• **本文**:
• • • •

リボルバー・リリーの紹介:2023年日本映画。ハードボイルド作家・長浦京による同名小説を綾瀬はるか主演で映画化したアクションサスペンス作品です。大正時代を舞台に、“映画史上最強のダークヒロイン”といわれる凄腕の元女スパイがある少年を助けたことにより陸軍が絡む壮大な陰謀に巻き込まれていく様を描きます。
監督:行定勲 出演者: 綾瀬はるか(小曾根百合)、長谷川博己(岩見良明)、羽村仁成(細見慎太)、シシド・カフカ(奈加)、古川琴音(琴子)、清水尋也(南始)、ジェシー(津山ヨーゼフ清親)、佐藤二朗(平岡)、吹越満(植村)、内田朝陽(三島中尉)、板尾創路(小沢大佐)、橋爪功(升永達吉)、石橋蓮司(筒井国松)、阿部サダヲ(山本五十六)、野村萬斎(滝田)、豊川悦司(細見欣也)、アフロ(風鈴屋)、鈴木亮平(眼帯の男)ほか
映画「リボルバー・リリー」ネタバレあらすじ結末と感想
映画「リボルバー・リリー」のあらすじをネタバレ解説。予告動画、キャスト紹介、感想、レビューを掲載。ストーリーのラストまで簡単に解説します。

• • • •

上にある映画「リボルバー・リリー」の紹介文を、最後の文の後から書き進めてください。

• **データ**:
• • • •

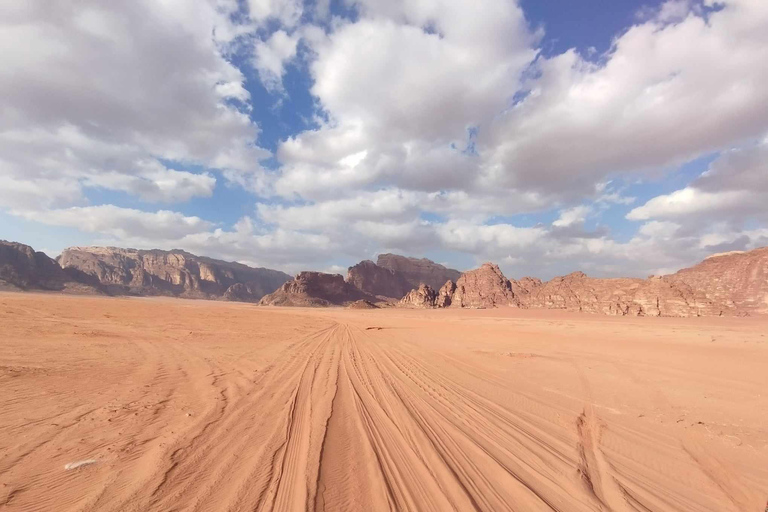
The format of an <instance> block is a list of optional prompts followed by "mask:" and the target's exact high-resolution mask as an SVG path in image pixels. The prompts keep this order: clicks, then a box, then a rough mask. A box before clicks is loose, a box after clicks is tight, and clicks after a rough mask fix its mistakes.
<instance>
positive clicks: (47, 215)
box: [17, 205, 212, 241]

• • • •

• **回答**:
映画「リボルバー・リリー」解説
この解説記事には映画「リボルバー・リリー」のネタバレが含まれます。あらすじを結末まで解説していますので映画鑑賞前の方は閲覧をご遠慮ください。
リボルバー・リリーのネタバレあらすじ:起
明治時代末期、日本は特殊な戦闘能力を持つスパイを養成する「幣原機関」を台湾に創設しました。この機関出身のスパイの中には、かつて37件の事件に関わり57人を殺害、「幣原機関の最高傑作」とまで称されたひとりの女諜報員がいました・・・。
・・・関東大震災から1年が経った1924年(大正13年)8月27日。秩父の実業家・細見欣也宅に突然陸軍の軍人たちが押しかけました。陸軍大尉・津山ヨーゼフ清親は使用人に欣也の居場所を尋ね、誰もが知らないと言うと軍人たちは欣也の家族や使用人たちを次々と殺戮していきました。ただひとり難を逃れたのは欣也の息子・慎太だけでした。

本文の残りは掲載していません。